§ **TO DO**
Line by line, return the listing exactly, without any of the images.

§ **DATA FOR ANALYSIS**
◇ ◇ ◇

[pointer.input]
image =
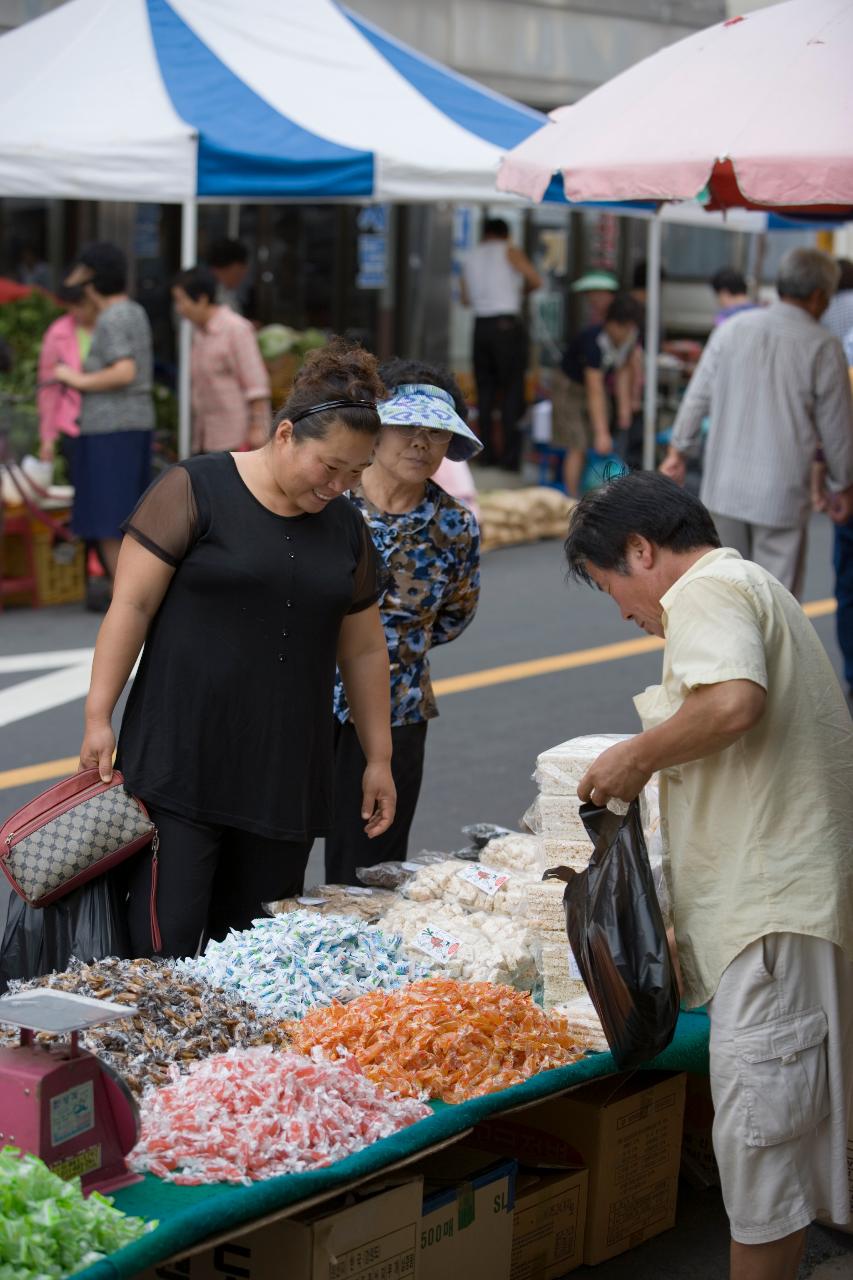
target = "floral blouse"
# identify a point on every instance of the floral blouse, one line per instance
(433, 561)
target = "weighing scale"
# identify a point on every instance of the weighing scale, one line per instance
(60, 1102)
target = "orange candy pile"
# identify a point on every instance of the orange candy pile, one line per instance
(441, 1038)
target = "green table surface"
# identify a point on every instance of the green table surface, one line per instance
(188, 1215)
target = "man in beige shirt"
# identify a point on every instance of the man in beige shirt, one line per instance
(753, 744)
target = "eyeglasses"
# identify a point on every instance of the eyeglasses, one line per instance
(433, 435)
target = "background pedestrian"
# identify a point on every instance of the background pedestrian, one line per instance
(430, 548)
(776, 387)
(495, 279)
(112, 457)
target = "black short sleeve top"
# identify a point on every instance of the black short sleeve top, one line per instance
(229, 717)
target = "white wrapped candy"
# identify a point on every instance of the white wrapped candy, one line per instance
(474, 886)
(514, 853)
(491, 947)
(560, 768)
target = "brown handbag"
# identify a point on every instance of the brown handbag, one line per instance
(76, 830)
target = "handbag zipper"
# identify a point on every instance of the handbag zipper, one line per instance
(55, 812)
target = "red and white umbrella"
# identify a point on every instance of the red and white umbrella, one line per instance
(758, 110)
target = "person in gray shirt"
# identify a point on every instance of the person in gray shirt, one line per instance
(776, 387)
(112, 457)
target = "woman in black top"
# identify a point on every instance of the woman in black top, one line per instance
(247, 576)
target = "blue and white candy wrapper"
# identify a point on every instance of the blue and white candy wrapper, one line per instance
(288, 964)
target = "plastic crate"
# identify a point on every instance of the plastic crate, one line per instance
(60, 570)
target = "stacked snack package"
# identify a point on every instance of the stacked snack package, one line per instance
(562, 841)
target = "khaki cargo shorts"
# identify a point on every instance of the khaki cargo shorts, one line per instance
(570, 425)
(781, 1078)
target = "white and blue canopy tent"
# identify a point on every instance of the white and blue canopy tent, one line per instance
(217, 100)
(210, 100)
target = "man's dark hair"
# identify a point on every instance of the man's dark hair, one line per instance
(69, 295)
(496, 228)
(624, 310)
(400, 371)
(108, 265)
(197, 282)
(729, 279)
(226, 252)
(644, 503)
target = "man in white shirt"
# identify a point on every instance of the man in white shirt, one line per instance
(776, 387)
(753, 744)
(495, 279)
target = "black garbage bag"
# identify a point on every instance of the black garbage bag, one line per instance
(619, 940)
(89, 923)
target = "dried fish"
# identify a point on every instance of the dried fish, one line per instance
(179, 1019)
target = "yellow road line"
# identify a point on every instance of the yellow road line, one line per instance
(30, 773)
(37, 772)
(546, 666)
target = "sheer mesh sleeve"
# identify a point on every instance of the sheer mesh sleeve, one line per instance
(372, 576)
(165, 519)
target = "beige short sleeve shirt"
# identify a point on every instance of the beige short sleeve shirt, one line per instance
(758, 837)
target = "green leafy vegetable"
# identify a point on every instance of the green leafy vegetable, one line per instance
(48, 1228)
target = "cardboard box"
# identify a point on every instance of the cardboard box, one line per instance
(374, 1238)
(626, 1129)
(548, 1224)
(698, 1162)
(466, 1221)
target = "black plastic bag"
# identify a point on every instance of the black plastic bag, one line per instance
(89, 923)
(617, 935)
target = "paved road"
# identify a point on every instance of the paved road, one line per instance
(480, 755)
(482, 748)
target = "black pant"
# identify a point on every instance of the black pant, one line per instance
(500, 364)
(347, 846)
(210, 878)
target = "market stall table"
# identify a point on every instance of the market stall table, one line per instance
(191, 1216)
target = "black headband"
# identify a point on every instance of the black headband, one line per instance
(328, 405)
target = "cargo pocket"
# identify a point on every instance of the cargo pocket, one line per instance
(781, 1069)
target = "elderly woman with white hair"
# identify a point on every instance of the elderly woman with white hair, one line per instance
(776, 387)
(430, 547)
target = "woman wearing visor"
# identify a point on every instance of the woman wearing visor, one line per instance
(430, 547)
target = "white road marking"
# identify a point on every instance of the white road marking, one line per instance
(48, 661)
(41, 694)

◇ ◇ ◇

§ **ANSWER**
[pointer.input]
image =
target = "floral blouse"
# identify a point on every instance of the floral blouse, one line per instance
(433, 561)
target = "weighing scale"
# identify a point on every instance of the weighing scale, one line per instance
(60, 1102)
target = "orange candy pile"
# identify a point on every instance of the orange candy pile, one line per instance
(441, 1038)
target = "green table surface"
# identify a point on every instance of the green table surface, one line per instance
(188, 1215)
target = "man in beige shirt"
# identify a point on every instance of the man in beige shirt, one line per instance
(753, 744)
target = "eyeglasses"
# identify a point on every instance of the eyeglasses, one line per instance
(433, 435)
target = "background pedestrian"
# identify a point on every instance of the background pedestrian, one line per instance
(430, 548)
(776, 387)
(495, 279)
(112, 457)
target = "black short sleeve top"
# identify a point on every instance of the black short sleeve top, one line per instance
(229, 717)
target = "white wrapped candy"
# identify a point on every instance of the white wrapped candy, one line per instance
(474, 886)
(514, 853)
(491, 947)
(560, 768)
target = "brown handbag"
# identify a point on every instance of the brown handbag, one line per instance
(76, 830)
target = "handbag zipper"
# identify a point on every instance of the handbag zipper, one line per instance
(55, 812)
target = "red and white umbrella"
# identify a point on every instance of the red and white umbrella, one line per instance
(758, 110)
target = "person in gray shirt"
# identify a point on every instance of the person in gray shirt, one line per instance
(776, 387)
(112, 457)
target = "woman in black top"
# identify a point on every instance of the woman in black top, one line per instance
(247, 576)
target = "blue and white candy wrapper"
# identify a point on every instance of the blue and white candy wrapper, one line per instance
(288, 964)
target = "plastic crate"
# identify a point on every instance of the plastic crate, one line per instance
(60, 570)
target = "stacked snack package"
# identify a point on every instance of the stacked snack package, one line per instance
(562, 841)
target = "khaki cargo shorts"
# identify a point on every instance of the khaki cargo shorts, one line per instance
(570, 425)
(781, 1078)
target = "white and blue canopy tent"
# identify a point on every instance of the white and blue canopy tent, one line per instance
(217, 100)
(210, 100)
target = "man's dark hair"
# identify a point on every instance of the man's dark hair, one line per instance
(69, 295)
(496, 228)
(624, 310)
(400, 371)
(108, 265)
(197, 282)
(729, 279)
(226, 252)
(644, 503)
target = "man in white shirt"
# identify a point on every instance of the man in white shirt, one line per instance
(776, 387)
(753, 744)
(495, 279)
target = "black garbage bag"
# identify a point on every instance of the black garbage bag, one line per instance
(619, 940)
(89, 923)
target = "dried fish"
# identify a point on every instance of the dried fish, one line per instance
(179, 1019)
target = "yellow road line"
# identify a point on every instance of the yellow road line, one line per instance
(30, 773)
(37, 772)
(546, 666)
target = "sheer mesh sleeve"
# identify a point on every instance of the sheer mesh sleeve, one line per instance
(372, 576)
(165, 519)
target = "beige short sleeve shirt"
# identify a point on every instance of the beige short sleeve shirt, one line per instance
(758, 837)
target = "green leafy vegetable"
# identify a point on every instance of the green leafy vegetable, one line per instance
(48, 1228)
target = "cardboard box"
# identify a point on every instance of the cardboard box, one line per instance
(374, 1238)
(626, 1129)
(548, 1224)
(698, 1162)
(466, 1221)
target = "black plastic bag"
# identify a point on every instance of the black plastic bag, one line per instance
(89, 923)
(617, 935)
target = "paved road"
# identify a point on every instance of the paved road, one line per instance
(480, 755)
(482, 748)
target = "black pant"
# identify a point on every instance of the black pant, one line per instance
(500, 364)
(347, 846)
(210, 878)
target = "market stall table"
# identify a point on every instance of the market stall table, one line per instance
(191, 1216)
target = "black headband"
# identify a point on every instance of the black headband, one line per instance
(328, 405)
target = "cargo pocket"
# identify a point on every instance of the cargo pocket, one line per instance
(781, 1069)
target = "elderly woman with white hair"
# identify a point on every instance of the elderly woman with white hair, one line per instance
(776, 387)
(430, 547)
target = "woman wearing visor"
# identify a point on every instance of the woman wearing visor, one line per instance
(430, 547)
target = "white road marking"
# identify a point on every instance of the white road marking, one line per instance
(48, 661)
(41, 694)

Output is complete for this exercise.